▶ _Exercise details_: Please output exactly the part of the records below that opens with the line containing "Locate the distant" and closes with the line containing "pixel 207 101", both lines included, and nothing else.

[Entries taken from a collection]

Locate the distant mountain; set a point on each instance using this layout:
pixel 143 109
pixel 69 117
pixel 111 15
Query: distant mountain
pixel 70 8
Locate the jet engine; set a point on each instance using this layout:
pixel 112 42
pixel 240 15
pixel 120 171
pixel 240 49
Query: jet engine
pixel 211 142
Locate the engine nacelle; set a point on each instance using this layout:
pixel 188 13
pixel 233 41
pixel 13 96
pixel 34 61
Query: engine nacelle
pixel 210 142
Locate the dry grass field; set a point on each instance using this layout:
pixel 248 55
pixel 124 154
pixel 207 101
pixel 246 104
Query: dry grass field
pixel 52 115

--

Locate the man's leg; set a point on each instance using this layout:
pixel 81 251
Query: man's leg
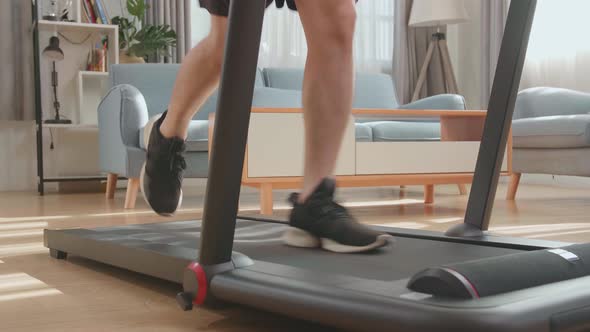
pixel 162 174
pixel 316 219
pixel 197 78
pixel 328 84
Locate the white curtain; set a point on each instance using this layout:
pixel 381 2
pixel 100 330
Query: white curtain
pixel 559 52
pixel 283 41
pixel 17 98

▶ _Solution for this exercise_:
Locate the distant mountain; set a point on each instance using this layout:
pixel 143 109
pixel 69 117
pixel 111 15
Query: distant mountain
pixel 70 8
Locate the jet engine; set a point on each instance using this layout:
pixel 112 42
pixel 240 15
pixel 120 171
pixel 240 49
Query: jet engine
pixel 211 142
Locate the engine nacelle; set a point on each instance using this layout:
pixel 188 13
pixel 233 41
pixel 13 96
pixel 34 61
Query: engine nacelle
pixel 210 142
Locate the dry grass field; set a point on each instance using this layout:
pixel 248 55
pixel 124 154
pixel 207 101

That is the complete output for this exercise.